## PROBLEMAS POR RESOLVER
[1] Copia el fragmento del texto sobre el genio de las mujeres que comienza con las palabras "Ha sido en el" y acaba tras "la señora Macciochi.". Pon "genio de las mujeres" donde aparezca "genio femenino".
[2] Responde a estas preguntas con datos del texto sobre el genio de las mujeres:
(a) Según los psicólogos diferenciales, ¿qué rasgos comparten las mujeres?
(b) Según Carol Gilligan, ¿qué prima para los varones?
(c) ¿En qué libro vindica Victoria Camps el genio femenino?

## SECCIÓN DEL TEXTO
%%

El genio de las mujeres
Por el Papa reinante sabemos que las mujeres comparten un genio, una vocación y una dignidad. Aunque es asunto oscuro saber cómo un individuo participa y comparte el genio de una especie, dejémoslo por el momento. Al fin y al cabo esta afirmación pontifical tiene compañeras del mismo rango. Por los psicólogos diferenciales, aliados con los evolutivos, se afirmó en el pasado, y aún se afirma de vez en cuando, que las mujeres comparten ciertos rasgos disposicionales y conductuales: son más dependientes, más solícitas, menos abstractas. Por alguna psicòloga moral como Carol Gilligan se nos advierte de que tales rasgos forman concepciones del mundo, puesto que los sexos son esquemas valorativos diferentes. Que para las mujeres rige la ética del cuidado, mientras que para los varones prima la adhesión a la norma. La hembra es compasiva, esa es su dignidad, su hábito, su diferencia.
Ha sido en el área española mi amiga Victoria Camps, la última que con fuerza ha vindicado la existencia del genio femenino y sus posibilidades emancipadoras en su libro Virtudes Públicas, uno de cuyos capítulos le está dedicado. Por descontado, Victoria Camps no vindica el genio de las mujeres por las mismas razones que el Papa reinante, ni siquiera por la traducción que de ellas hiciera una de las nuevas admiradoras de K. Wojtyla, la señora Macciochi.

%%

## DATOS PROPORCIONADOS
%%

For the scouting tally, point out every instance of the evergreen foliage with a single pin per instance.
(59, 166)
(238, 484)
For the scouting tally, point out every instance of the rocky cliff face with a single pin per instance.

%%

## LISTA DE RESPUESTAS
[1]
Ha sido en el área española mi amiga Victoria Camps, la última que con fuerza ha vindicado la existencia del genio de las mujeres y sus posibilidades emancipadoras en su libro Virtudes Públicas, uno de cuyos capítulos le está dedicado. Por descontado, Victoria Camps no vindica el genio de las mujeres por las mismas razones que el Papa reinante, ni siquiera por la traducción que de ellas hiciera una de las nuevas admiradoras de K. Wojtyla, la señora Macciochi.

[2]
(a) Son más dependientes, más solícitas y menos abstractas.
(b) Prima la adhesión a la norma.
(c) Lo vindica en Virtudes Públicas.